The Magnetar at the Heart of a Superluminous Supernova

This artist's illustrations shows a superluminous supernova, which can be 100 times brighter than a "regular" supernova. Their cause is debated, and figuring it out comes down to detecting gamma rays from superluminous supernova. That's been very difficult to do, but one group of researchers may have figured it all out. Image Credit: NASA/Dana Berry/Skyworks Digital
This artist's illustrations shows a superluminous supernova, which can be 100 times brighter than a "regular" supernova. Their cause is debated, and figuring it out comes down to detecting gamma rays from superluminous supernova. That's been very difficult to do, but one group of researchers may have figured it all out. Image Credit: NASA/Dana Berry/Skyworks Digital

If exploding stars were a fireworks display, then superluminous supernovae (SLSNe) would be the grand finale. They can be 100 times brighter than a regular, core-collapse supernova, which are already bright enough to outshine all the stars in their host galaxy. There are different explanations for the power behind SLSNe, and astronomers would like to figure out which model fits.

To find out which model is accurate, a team of researchers turned to NASA's Fermi Gamma-ray Space Telescope. They examined 6 SLSNe found in Fermi's first 16 years of observations, searching for gamma-rays from the exploding stars. The absence or presence of gamma-rays can help scientists distinguish between the different models for SLSNe. One SLSNe discovered almost ten years ago is at the center of the research.

§ Data section
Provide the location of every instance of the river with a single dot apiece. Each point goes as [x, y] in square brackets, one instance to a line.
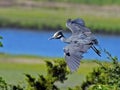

§ Exercise details
Can you reproduce the supernova article above word for word, between "If exploding stars" and "of the research.", inclusive?

§ Solution to the problem
If exploding stars were a fireworks display, then superluminous supernovae (SLSNe) would be the grand finale. They can be 100 times brighter than a regular, core-collapse supernova, which are already bright enough to outshine all the stars in their host galaxy. There are different explanations for the power behind SLSNe, and astronomers would like to figure out which model fits.

To find out which model is accurate, a team of researchers turned to NASA's Fermi Gamma-ray Space Telescope. They examined 6 SLSNe found in Fermi's first 16 years of observations, searching for gamma-rays from the exploding stars. The absence or presence of gamma-rays can help scientists distinguish between the different models for SLSNe. One SLSNe discovered almost ten years ago is at the center of the research.